- **Task prompt**: Please pull out every line in the records below that contains the string "buckle". Treat uppercase and lowercase as different.

- **Material for this exercise**:
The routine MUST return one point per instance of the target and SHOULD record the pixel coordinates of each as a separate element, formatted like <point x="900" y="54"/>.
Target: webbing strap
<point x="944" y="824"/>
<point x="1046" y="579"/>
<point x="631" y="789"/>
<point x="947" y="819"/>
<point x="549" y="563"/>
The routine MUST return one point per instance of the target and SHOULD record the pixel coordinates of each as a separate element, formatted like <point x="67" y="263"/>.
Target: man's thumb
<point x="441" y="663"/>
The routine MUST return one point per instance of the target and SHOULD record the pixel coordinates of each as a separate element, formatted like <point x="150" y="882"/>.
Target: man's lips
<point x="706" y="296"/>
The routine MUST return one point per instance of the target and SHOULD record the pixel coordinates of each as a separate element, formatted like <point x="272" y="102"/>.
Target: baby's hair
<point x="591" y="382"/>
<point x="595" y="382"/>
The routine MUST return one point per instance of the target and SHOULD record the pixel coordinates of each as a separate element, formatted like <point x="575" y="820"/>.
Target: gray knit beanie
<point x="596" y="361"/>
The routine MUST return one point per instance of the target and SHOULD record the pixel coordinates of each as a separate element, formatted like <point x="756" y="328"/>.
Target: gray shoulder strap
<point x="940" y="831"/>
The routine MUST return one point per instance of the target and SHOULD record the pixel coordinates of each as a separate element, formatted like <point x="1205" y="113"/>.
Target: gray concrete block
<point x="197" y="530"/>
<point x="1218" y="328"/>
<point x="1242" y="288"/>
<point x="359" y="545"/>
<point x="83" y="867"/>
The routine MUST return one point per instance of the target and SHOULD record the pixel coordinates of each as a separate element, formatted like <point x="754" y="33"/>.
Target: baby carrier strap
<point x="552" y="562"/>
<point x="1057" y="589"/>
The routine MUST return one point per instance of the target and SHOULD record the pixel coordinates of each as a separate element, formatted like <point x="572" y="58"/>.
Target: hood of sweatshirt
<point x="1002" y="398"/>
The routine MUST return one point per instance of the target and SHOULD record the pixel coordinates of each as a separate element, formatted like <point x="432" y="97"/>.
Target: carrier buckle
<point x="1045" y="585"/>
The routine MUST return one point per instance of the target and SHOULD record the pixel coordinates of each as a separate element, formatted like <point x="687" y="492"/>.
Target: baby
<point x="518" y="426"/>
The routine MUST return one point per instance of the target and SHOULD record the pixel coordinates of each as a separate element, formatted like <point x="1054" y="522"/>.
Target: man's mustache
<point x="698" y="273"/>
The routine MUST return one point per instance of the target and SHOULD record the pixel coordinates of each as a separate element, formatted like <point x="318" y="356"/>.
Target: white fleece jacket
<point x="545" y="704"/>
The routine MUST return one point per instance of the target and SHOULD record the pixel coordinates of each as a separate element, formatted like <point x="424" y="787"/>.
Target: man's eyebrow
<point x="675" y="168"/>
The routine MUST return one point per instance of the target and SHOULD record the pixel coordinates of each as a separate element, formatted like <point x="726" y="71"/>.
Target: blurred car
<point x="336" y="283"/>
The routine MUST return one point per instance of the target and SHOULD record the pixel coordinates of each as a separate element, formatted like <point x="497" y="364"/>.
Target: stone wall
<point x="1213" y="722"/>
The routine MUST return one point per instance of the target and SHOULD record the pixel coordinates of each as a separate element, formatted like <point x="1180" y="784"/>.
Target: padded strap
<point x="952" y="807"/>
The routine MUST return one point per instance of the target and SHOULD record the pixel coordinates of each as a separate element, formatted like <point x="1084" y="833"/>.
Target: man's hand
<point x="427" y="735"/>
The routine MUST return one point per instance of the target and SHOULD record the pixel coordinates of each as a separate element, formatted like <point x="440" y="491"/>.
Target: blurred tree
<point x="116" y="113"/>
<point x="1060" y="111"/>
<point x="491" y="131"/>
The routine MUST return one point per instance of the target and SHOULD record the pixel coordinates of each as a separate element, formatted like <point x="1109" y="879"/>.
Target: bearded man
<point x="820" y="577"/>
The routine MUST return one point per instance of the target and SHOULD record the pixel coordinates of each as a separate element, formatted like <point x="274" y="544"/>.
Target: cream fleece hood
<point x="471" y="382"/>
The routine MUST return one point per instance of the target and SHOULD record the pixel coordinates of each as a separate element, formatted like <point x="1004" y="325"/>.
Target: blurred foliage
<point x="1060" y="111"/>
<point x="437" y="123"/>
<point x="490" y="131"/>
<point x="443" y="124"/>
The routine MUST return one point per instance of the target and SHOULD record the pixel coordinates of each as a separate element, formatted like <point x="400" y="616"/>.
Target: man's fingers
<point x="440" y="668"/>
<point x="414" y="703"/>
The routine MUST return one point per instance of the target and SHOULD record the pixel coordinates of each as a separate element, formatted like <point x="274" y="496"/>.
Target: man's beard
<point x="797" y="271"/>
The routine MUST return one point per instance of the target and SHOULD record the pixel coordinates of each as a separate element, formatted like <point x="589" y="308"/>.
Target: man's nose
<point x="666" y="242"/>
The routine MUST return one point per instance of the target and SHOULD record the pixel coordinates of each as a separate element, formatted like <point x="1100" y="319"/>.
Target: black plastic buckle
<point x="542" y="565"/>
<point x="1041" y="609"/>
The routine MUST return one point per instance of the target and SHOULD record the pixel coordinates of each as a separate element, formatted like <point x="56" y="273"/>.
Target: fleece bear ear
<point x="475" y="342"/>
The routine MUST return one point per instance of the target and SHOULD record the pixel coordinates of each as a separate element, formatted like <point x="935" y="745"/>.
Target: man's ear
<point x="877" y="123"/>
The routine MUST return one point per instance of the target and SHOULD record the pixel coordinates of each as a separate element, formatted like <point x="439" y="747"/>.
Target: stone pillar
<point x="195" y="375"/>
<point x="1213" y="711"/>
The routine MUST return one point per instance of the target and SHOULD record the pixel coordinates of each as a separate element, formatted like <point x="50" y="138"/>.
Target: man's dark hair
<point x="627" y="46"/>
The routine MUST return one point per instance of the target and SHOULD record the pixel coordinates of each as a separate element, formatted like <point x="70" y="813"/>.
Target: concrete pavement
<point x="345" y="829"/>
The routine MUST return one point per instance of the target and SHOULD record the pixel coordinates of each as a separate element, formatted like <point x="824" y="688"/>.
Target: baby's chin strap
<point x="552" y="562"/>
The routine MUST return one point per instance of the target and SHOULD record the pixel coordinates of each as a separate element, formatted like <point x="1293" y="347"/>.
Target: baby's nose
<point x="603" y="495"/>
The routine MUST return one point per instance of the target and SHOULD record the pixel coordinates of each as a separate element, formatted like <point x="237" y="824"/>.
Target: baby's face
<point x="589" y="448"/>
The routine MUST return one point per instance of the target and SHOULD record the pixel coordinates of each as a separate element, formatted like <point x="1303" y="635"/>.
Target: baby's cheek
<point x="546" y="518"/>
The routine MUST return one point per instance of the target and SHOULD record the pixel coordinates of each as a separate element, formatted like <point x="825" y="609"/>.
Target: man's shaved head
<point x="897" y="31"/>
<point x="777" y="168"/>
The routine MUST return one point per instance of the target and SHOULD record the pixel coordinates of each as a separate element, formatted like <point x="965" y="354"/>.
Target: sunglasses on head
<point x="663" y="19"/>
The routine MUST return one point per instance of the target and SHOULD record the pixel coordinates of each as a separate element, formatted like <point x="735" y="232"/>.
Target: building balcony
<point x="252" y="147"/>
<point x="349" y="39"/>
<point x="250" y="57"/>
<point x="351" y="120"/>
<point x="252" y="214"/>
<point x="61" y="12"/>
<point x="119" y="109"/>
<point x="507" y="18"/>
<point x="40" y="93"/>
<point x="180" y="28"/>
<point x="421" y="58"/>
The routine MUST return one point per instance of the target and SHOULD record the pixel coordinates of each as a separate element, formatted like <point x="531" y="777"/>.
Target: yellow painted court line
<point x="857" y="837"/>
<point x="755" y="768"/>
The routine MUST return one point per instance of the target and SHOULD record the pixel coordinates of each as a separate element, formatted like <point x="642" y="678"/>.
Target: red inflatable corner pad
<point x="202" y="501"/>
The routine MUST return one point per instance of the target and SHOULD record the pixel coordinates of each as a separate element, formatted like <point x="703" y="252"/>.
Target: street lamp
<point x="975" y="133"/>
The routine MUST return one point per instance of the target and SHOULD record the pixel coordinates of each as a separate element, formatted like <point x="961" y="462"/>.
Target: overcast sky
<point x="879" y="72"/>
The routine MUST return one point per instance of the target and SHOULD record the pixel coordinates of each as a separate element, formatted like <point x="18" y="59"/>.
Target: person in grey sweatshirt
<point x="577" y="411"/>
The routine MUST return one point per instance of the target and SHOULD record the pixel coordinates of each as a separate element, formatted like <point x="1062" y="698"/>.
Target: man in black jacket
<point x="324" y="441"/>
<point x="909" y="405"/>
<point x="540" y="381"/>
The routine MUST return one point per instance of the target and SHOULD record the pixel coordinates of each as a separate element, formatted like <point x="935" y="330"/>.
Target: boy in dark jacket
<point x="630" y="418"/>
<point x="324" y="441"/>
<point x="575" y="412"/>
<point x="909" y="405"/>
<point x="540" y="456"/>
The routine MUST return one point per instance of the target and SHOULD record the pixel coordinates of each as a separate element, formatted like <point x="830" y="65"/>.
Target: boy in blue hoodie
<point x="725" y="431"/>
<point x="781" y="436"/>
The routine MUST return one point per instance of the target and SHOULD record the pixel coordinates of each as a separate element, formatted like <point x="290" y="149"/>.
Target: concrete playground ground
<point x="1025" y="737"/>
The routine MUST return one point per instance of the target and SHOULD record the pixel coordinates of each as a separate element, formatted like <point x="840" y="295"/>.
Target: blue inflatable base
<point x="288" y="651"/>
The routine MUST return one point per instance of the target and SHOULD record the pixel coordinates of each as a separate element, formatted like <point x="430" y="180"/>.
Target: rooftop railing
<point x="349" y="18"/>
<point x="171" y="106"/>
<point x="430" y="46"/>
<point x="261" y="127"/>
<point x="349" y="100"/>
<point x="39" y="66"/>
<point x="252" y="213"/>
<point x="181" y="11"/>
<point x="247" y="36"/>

- **Answer to the exercise**:
Target: carrier buckle
Target: black plastic buckle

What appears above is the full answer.